[Excerpts of bounding box data]
** Start **

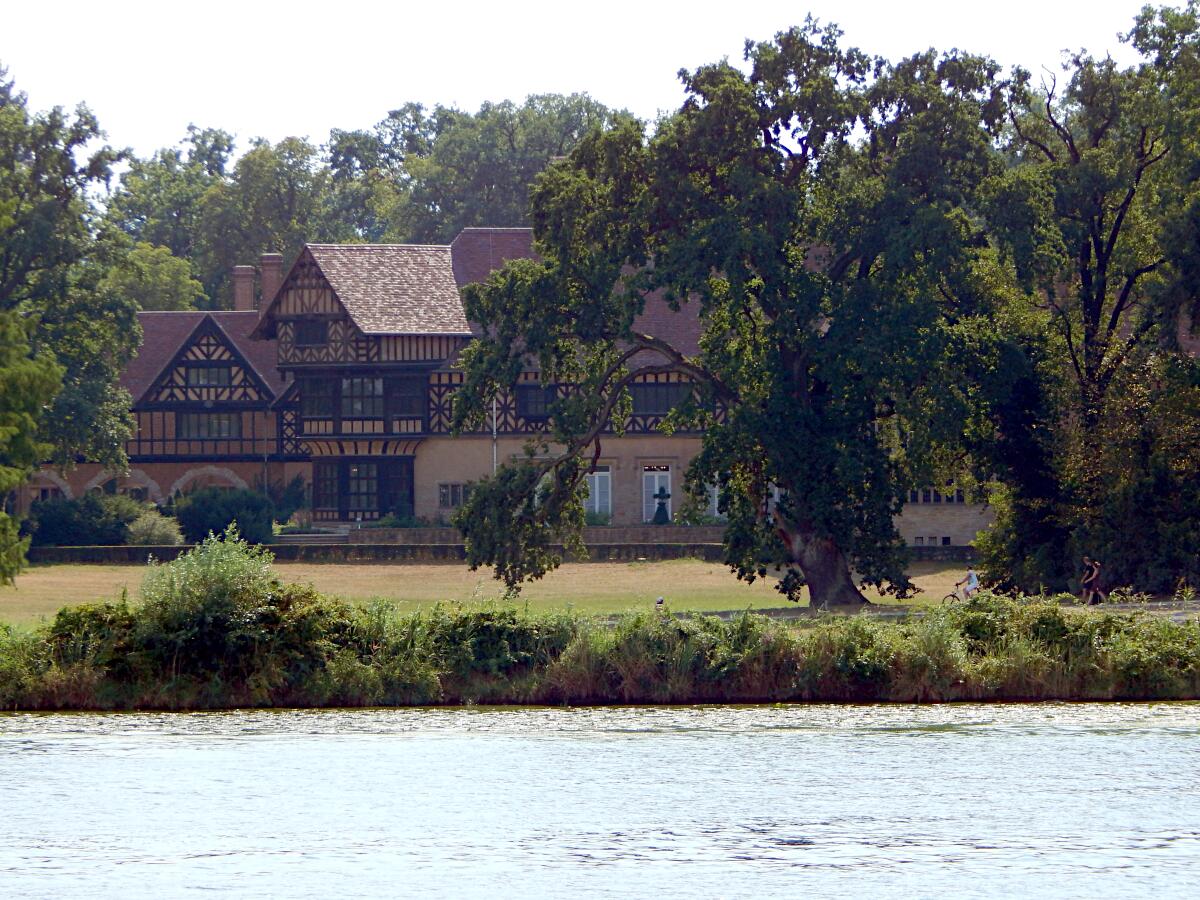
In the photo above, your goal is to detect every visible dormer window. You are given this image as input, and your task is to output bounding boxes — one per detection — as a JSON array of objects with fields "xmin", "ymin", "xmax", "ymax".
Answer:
[
  {"xmin": 296, "ymin": 319, "xmax": 329, "ymax": 347},
  {"xmin": 187, "ymin": 366, "xmax": 233, "ymax": 388}
]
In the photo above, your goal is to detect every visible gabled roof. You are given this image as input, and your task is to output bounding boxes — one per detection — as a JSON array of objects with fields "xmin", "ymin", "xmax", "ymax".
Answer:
[
  {"xmin": 305, "ymin": 244, "xmax": 470, "ymax": 335},
  {"xmin": 450, "ymin": 228, "xmax": 538, "ymax": 288},
  {"xmin": 120, "ymin": 310, "xmax": 284, "ymax": 404}
]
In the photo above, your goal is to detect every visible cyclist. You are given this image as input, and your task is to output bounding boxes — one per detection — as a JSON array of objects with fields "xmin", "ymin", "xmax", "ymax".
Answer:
[{"xmin": 954, "ymin": 565, "xmax": 979, "ymax": 600}]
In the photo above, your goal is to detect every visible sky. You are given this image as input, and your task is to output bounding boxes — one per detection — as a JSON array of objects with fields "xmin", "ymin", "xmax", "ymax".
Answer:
[{"xmin": 0, "ymin": 0, "xmax": 1156, "ymax": 156}]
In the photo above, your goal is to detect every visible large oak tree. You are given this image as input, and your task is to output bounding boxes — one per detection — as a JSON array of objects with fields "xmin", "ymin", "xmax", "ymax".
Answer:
[{"xmin": 456, "ymin": 19, "xmax": 1004, "ymax": 606}]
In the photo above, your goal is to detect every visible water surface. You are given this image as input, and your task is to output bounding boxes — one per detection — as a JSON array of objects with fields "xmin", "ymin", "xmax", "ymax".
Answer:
[{"xmin": 0, "ymin": 703, "xmax": 1200, "ymax": 898}]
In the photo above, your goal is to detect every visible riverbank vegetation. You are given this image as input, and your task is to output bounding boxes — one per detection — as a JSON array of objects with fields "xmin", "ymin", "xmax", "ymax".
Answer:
[
  {"xmin": 0, "ymin": 559, "xmax": 964, "ymax": 628},
  {"xmin": 0, "ymin": 540, "xmax": 1200, "ymax": 709}
]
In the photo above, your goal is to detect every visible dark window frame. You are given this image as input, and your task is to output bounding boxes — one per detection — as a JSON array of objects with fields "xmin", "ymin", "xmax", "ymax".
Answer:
[
  {"xmin": 384, "ymin": 376, "xmax": 430, "ymax": 421},
  {"xmin": 184, "ymin": 362, "xmax": 233, "ymax": 388},
  {"xmin": 300, "ymin": 378, "xmax": 338, "ymax": 419},
  {"xmin": 629, "ymin": 382, "xmax": 695, "ymax": 415},
  {"xmin": 294, "ymin": 319, "xmax": 329, "ymax": 347},
  {"xmin": 346, "ymin": 460, "xmax": 380, "ymax": 517},
  {"xmin": 516, "ymin": 384, "xmax": 558, "ymax": 421},
  {"xmin": 337, "ymin": 376, "xmax": 384, "ymax": 420},
  {"xmin": 175, "ymin": 412, "xmax": 241, "ymax": 440}
]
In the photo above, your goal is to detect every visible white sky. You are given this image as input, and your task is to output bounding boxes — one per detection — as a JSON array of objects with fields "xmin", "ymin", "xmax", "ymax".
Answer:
[{"xmin": 0, "ymin": 0, "xmax": 1141, "ymax": 155}]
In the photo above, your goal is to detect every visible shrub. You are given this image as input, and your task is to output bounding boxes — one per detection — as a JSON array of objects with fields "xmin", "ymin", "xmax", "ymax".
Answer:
[
  {"xmin": 29, "ymin": 493, "xmax": 145, "ymax": 547},
  {"xmin": 256, "ymin": 475, "xmax": 308, "ymax": 522},
  {"xmin": 175, "ymin": 487, "xmax": 275, "ymax": 544},
  {"xmin": 128, "ymin": 509, "xmax": 184, "ymax": 547}
]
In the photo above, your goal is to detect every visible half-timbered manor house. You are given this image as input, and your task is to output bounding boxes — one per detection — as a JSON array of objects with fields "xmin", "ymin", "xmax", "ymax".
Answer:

** End **

§ **Set problem**
Give every line of the rows above as a JSON list of strings, one string per line, with blank lines omitted. Exclude the pictures.

§ **Solution for this problem**
[
  "In the photo above, your goal is to detect every visible dormer window. You are given this image as input, and your task is to output bounding boxes — one per detection — as a JSON array of objects with fields \"xmin\", \"ymin\", \"xmax\", \"ymax\".",
  "Answer:",
  "[",
  "  {\"xmin\": 296, \"ymin\": 319, \"xmax\": 329, \"ymax\": 347},",
  "  {\"xmin\": 187, \"ymin\": 366, \"xmax\": 233, \"ymax\": 388}",
  "]",
  "In the photo above, your goal is to detect every visible gabled roof. You are given this image as input, and your task is to output bounding boxes — one per detection — as a JSON array of objects with fields \"xmin\", \"ymin\", \"xmax\", \"ymax\".",
  "Answer:",
  "[",
  "  {\"xmin\": 305, \"ymin\": 244, \"xmax\": 470, \"ymax\": 335},",
  "  {\"xmin\": 450, \"ymin\": 228, \"xmax\": 538, \"ymax\": 288},",
  "  {\"xmin\": 120, \"ymin\": 310, \"xmax\": 284, \"ymax\": 404}",
  "]",
  "In the photo above, your goal is to detect every visible cyclist. You are given this image as input, and your task is to output bounding boxes — one per detection — as a JSON array of objects with fields \"xmin\", \"ymin\", \"xmax\", \"ymax\".",
  "Answer:",
  "[{\"xmin\": 954, \"ymin\": 565, \"xmax\": 979, \"ymax\": 600}]",
  "In the photo above, your goal is to detect every visible sky. You are given this image as input, and your task is to output bounding boxes — one per detection — as a JSON array of objects with fields \"xmin\", \"ymin\", \"xmax\", \"ymax\".",
  "Answer:",
  "[{\"xmin\": 0, \"ymin\": 0, \"xmax\": 1156, \"ymax\": 156}]",
  "In the photo above, your goal is to detect every visible large oak tree. You are given this image as input, and your task is to output bounding boxes — one per detection — as a JSON array of objects with fields \"xmin\", \"ymin\", \"xmax\", \"ymax\".",
  "Answer:",
  "[{\"xmin\": 456, \"ymin\": 19, \"xmax\": 1004, \"ymax\": 606}]",
  "In the photo above, your goal is to detect every visible water surface. You are given this image as input, and your task is to output bounding boxes — one per detection — as a JSON array of objects with fields \"xmin\", \"ymin\", \"xmax\", \"ymax\".",
  "Answer:",
  "[{\"xmin\": 0, \"ymin\": 703, \"xmax\": 1200, \"ymax\": 898}]",
  "In the photo above, your goal is to detect every visible riverbank vegetation. You are given this image as input, and your task is to output bounding boxes — one per detection — as a JSON array of objects with fields \"xmin\", \"ymin\", \"xmax\", \"ymax\".",
  "Answer:",
  "[",
  "  {\"xmin\": 0, \"ymin\": 559, \"xmax\": 964, \"ymax\": 628},",
  "  {\"xmin\": 0, \"ymin\": 540, \"xmax\": 1200, \"ymax\": 709}",
  "]",
  "In the photo above, your goal is to detect every visible dark window frame. You are given this image as input, and your task is to output bounding boxes — one per detection — as a JSON array of objects with fields \"xmin\", \"ymin\", \"xmax\", \"ymax\".",
  "Answer:",
  "[",
  "  {\"xmin\": 384, \"ymin\": 376, \"xmax\": 430, \"ymax\": 421},",
  "  {\"xmin\": 184, \"ymin\": 362, \"xmax\": 233, \"ymax\": 388},",
  "  {\"xmin\": 300, \"ymin\": 378, \"xmax\": 338, \"ymax\": 419},",
  "  {\"xmin\": 629, \"ymin\": 382, \"xmax\": 695, \"ymax\": 415},",
  "  {\"xmin\": 294, \"ymin\": 319, \"xmax\": 329, \"ymax\": 347},",
  "  {\"xmin\": 346, \"ymin\": 460, \"xmax\": 380, \"ymax\": 517},",
  "  {\"xmin\": 516, \"ymin\": 384, \"xmax\": 558, \"ymax\": 421},",
  "  {\"xmin\": 337, \"ymin\": 376, \"xmax\": 384, \"ymax\": 420},",
  "  {\"xmin\": 175, \"ymin\": 412, \"xmax\": 241, \"ymax\": 440}",
  "]",
  "In the photo above, your goal is to detect every visible white sky. You are given this image as input, and your task is to output bounding boxes — one per detection — as a JSON array of objects with fields \"xmin\", \"ymin\", \"xmax\", \"ymax\".",
  "Answer:",
  "[{\"xmin\": 0, \"ymin\": 0, \"xmax\": 1141, \"ymax\": 155}]",
  "In the photo above, your goal is to detect every visible shrub. You are given this image as input, and your task is to output bounding boxes — one per detection — as a JSON array of objects with fields \"xmin\", \"ymin\", \"xmax\", \"ymax\".",
  "Answer:",
  "[",
  "  {\"xmin\": 29, \"ymin\": 493, \"xmax\": 145, \"ymax\": 547},",
  "  {\"xmin\": 256, \"ymin\": 475, \"xmax\": 308, \"ymax\": 522},",
  "  {\"xmin\": 175, \"ymin\": 487, \"xmax\": 275, \"ymax\": 544},",
  "  {\"xmin\": 128, \"ymin\": 509, \"xmax\": 184, \"ymax\": 547}",
  "]",
  "In the photo above, your goal is to detect every visible half-timbered manor house. You are given this image as input, and your task is to output bounding boxes — one per detection — as a JSON array of objects with fields \"xmin\", \"ymin\", \"xmax\", \"ymax\".",
  "Answer:"
]